_What you have to do_
In your copy, reproduce the entries exactly as they are, minus the images.

start Exercise inputs

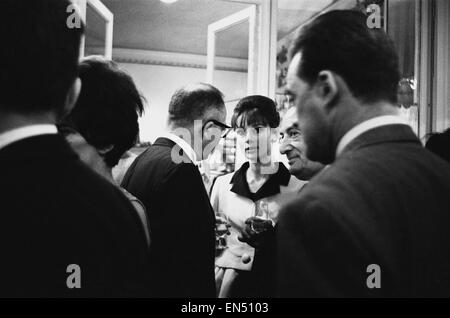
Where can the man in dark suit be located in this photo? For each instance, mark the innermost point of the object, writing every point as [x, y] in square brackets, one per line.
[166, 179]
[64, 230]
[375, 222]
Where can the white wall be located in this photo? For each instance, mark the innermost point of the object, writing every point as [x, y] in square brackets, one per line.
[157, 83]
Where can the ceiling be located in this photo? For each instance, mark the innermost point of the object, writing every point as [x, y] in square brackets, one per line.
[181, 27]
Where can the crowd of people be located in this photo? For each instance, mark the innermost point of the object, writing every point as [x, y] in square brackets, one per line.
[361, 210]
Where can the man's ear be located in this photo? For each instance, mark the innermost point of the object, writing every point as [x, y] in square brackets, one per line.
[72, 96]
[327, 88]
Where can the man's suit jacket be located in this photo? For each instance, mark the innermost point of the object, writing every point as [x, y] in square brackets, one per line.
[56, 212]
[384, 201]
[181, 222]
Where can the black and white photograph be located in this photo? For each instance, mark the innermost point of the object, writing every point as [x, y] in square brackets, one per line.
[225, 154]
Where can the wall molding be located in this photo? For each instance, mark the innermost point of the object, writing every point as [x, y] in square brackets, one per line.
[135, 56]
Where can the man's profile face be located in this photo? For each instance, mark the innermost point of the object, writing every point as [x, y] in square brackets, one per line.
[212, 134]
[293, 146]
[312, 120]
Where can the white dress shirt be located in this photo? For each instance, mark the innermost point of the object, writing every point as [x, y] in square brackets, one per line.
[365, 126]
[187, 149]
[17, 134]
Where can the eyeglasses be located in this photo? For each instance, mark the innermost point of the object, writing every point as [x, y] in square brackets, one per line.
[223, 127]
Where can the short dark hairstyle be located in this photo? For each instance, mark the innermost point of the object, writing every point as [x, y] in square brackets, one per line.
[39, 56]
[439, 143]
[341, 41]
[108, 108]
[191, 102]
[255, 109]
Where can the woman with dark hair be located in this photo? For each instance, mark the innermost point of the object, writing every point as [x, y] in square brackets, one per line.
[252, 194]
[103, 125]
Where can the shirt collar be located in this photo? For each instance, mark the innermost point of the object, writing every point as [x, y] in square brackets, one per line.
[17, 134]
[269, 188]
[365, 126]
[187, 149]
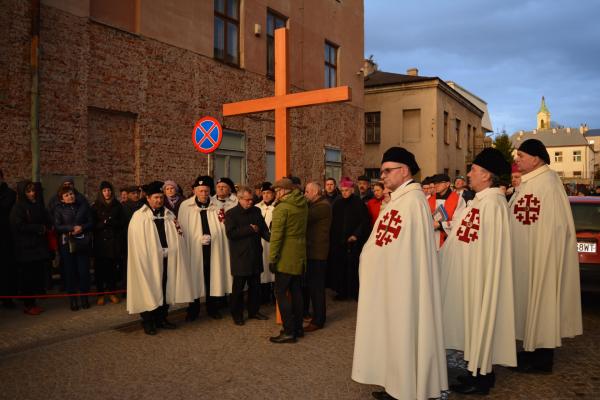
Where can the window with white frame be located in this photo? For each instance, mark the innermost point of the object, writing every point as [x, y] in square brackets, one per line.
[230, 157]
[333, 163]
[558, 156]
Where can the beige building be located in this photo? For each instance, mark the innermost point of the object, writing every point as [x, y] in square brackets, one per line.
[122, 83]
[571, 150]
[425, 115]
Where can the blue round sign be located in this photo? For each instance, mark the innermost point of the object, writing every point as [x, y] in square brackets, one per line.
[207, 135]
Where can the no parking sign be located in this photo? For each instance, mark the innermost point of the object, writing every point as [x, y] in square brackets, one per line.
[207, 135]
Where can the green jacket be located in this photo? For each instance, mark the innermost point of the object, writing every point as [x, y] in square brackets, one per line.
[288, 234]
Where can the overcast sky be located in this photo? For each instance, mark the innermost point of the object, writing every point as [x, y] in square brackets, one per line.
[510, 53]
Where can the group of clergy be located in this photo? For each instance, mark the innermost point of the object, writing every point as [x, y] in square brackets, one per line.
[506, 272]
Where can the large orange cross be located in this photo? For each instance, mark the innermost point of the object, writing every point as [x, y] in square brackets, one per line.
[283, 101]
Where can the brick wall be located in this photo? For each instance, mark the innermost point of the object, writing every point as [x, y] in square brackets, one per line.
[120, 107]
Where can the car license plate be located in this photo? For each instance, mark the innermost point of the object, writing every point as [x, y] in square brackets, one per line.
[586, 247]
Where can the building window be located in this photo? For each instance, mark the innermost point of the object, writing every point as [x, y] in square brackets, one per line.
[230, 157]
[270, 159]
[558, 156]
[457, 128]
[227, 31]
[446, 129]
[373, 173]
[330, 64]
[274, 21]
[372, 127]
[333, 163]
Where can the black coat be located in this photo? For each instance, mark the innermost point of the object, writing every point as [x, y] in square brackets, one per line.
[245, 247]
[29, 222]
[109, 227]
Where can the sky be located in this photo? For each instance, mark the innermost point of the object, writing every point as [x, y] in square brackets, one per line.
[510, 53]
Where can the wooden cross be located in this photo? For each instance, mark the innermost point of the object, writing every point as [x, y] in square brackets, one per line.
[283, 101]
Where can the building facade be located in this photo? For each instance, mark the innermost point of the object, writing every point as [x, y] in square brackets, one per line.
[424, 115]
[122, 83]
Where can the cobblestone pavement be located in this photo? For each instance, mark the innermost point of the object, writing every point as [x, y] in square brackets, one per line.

end Exercise inputs

_The result_
Where can the man in dark suit be located in this photo? For each instance, mark the innermost point of the object, writing every point as [x, y] in square brackets, one per line.
[166, 179]
[64, 230]
[375, 222]
Where can the white wall be located in this photo? For each instance, mark the innermost point of the object, writing every point as [x, y] in square brackets, one per line.
[157, 83]
Where can the ceiling be located in this photo? For each instance, mark the innermost point of the object, writing every point as [x, y] in square brackets, one per line.
[181, 27]
Where can the crowd of people be located in this photo? For each instance, mark the innermost point of the object, writing every point as [x, y] in square brackets, one per line.
[361, 210]
Where can the man's ear be located in this photo? For each instance, mark the innermost point of the object, writing every point as [x, y] in square brackets, one per line.
[72, 96]
[327, 88]
Where can the man's suit jacket be located in this photo? For each instance, mark the innermost point of the object, writing every point as [x, y] in square brackets, one per line.
[56, 212]
[384, 201]
[181, 222]
Where can the black and white photograph be located in this photo? For each instance, mark the innermost point of the object, writing every point as [x, y] in square brackets, one per line.
[225, 154]
Where can the wall molding be located in this photo? For each instance, mark the innermost point of the object, writing every point as [x, y] in square brackets, one per line.
[135, 56]
Where can the man's profile face be located in this photo? For each instance, mark the innermost point of the object, writing every point as [x, y] in square brackets, one per line.
[212, 134]
[293, 146]
[312, 120]
Where can the white dress shirt be located in this photo? For each instance, mark the innermost point of the object, writing every point as [x, y] in square brackets, one per line.
[365, 126]
[187, 149]
[17, 134]
Where can the eyeglasses be located in this photo? For each instance, mark the innermost point of the object, writing every point as [x, y] in square brackets, one per line.
[223, 127]
Where can the short dark hairstyle be located in this photo? For each instance, mark the innermost point of the object, writing every point as [x, y] in square brackets, one per line.
[39, 56]
[439, 143]
[341, 41]
[108, 108]
[191, 102]
[255, 109]
Where can the woman with dark hair be located in this photo? For each instance, mark the innermost point of the object, writing every point as [x, y] in square brackets, one per line.
[252, 194]
[103, 125]
Where can the shirt collar be located in this photo? For each instance, mark the innermost point of the object, writing every point as [x, y] in square brackets, one per line.
[17, 134]
[269, 188]
[365, 126]
[187, 149]
Where can the window with white frame be located in this photo? For each instance, mark the innermost point of the object, writing every point as [x, y] in square brackets, one per line.
[230, 157]
[333, 163]
[558, 156]
Where can the beige building be located in this photo? For each instance, mark the innermost point of the object, writing every point as [x, y] in square brackets, one per line.
[122, 83]
[571, 150]
[425, 115]
Where can the blue round sign be located in this photo? For each instance, mark the innermost point of the object, writing every point as [x, y] in square brackets, one per line.
[207, 135]
Where can the no parking sign be located in this photo? For each instance, mark the innermost point of the object, writing every point as [x, y] in square brackets, one per line.
[207, 135]
Where can the green jacket be located in this photo? For each instance, mark the innermost point of the object, writing every point as [x, y] in square brackets, one per line.
[288, 234]
Where can the overcast sky be located in this photo? For each instance, mark the innermost point of the object, writing every point as [x, y] in square brackets, one per line.
[510, 53]
Where can the group of clergy be located in this photo? For each instance, mark the innermost point of the object, writing every point as [x, y] in square brackets, one per line.
[506, 272]
Where can the large orange cross be located in this photo? For each instance, mark the innermost point of the object, writing every point as [x, y] in square brackets, one per line.
[283, 101]
Where can the brick wall be located in this photo? For each instance, mark the innermost point of the object, writing every point as [x, y] in square brackets, one per line.
[120, 107]
Where can the car license plate be located in this photo? For each instance, mark the innermost point of the object, writing every point as [x, y] in square brackets, one per line.
[586, 247]
Where can the building window be located in this photo? For each instance, mark the innermost point of the object, writing every point as [x, y] in square brackets, one per line.
[230, 157]
[270, 159]
[558, 156]
[457, 128]
[227, 31]
[446, 129]
[373, 173]
[330, 64]
[274, 21]
[372, 127]
[333, 163]
Where can the black coat be located in this photo? For each instance, mark the innermost point of the object, writing every point as [x, y] in square brackets, one per line.
[245, 247]
[29, 222]
[109, 227]
Where can the sky be located in this photo? For each instance, mark the innermost point of the object, writing every point as [x, y] in square brackets, one per line.
[510, 53]
Where can the wooden cross be located in this photo? For each instance, mark the innermost point of the object, writing every point as [x, y] in square brackets, one per line.
[283, 101]
Where can the building facade be located in this photo? For each instance, mark the innermost point of the object, writing every point as [x, y] in square brackets, one per line.
[424, 115]
[122, 83]
Where can the cobblestone pavement be located in this photo? For each instance, mark the innermost point of the object, writing every point as [x, y] in square brackets, one per line.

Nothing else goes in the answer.